**Dataset:**
** START **
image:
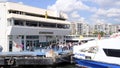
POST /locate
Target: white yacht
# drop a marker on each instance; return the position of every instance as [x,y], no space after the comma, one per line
[103,53]
[27,25]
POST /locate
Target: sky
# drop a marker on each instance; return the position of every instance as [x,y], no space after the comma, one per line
[87,11]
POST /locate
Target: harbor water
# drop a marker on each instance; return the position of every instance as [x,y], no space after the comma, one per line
[62,65]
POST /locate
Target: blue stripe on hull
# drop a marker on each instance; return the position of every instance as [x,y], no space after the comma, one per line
[94,64]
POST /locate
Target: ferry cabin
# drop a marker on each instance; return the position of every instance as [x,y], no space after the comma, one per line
[25,25]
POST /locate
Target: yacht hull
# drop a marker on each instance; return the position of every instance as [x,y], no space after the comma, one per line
[94,64]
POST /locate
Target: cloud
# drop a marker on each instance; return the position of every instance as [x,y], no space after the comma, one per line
[102,11]
[3,0]
[68,5]
[107,3]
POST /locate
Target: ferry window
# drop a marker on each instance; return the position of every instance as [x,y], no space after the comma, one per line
[112,52]
[31,23]
[10,46]
[49,25]
[18,22]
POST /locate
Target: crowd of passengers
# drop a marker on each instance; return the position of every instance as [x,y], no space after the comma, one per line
[56,46]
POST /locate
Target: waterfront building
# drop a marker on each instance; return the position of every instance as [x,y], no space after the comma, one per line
[82,28]
[25,26]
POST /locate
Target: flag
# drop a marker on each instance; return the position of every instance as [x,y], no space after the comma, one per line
[46,15]
[99,36]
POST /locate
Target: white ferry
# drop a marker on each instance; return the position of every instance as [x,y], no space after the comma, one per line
[103,53]
[25,25]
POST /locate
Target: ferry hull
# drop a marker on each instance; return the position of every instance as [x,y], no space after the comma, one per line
[94,64]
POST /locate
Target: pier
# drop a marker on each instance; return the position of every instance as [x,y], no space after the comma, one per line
[32,58]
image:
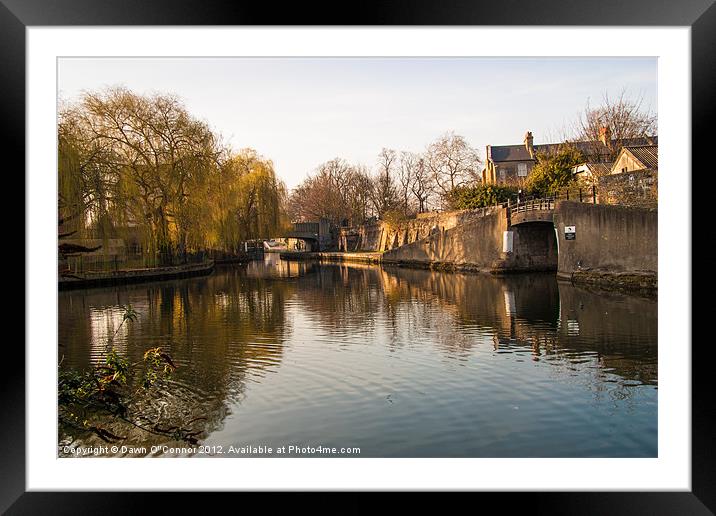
** END **
**Brief:** Report every line of the rows above that contains the word "ferry".

**Response:**
Target: ferry cabin
Target: ferry window
Target: white ferry
Target: ferry hull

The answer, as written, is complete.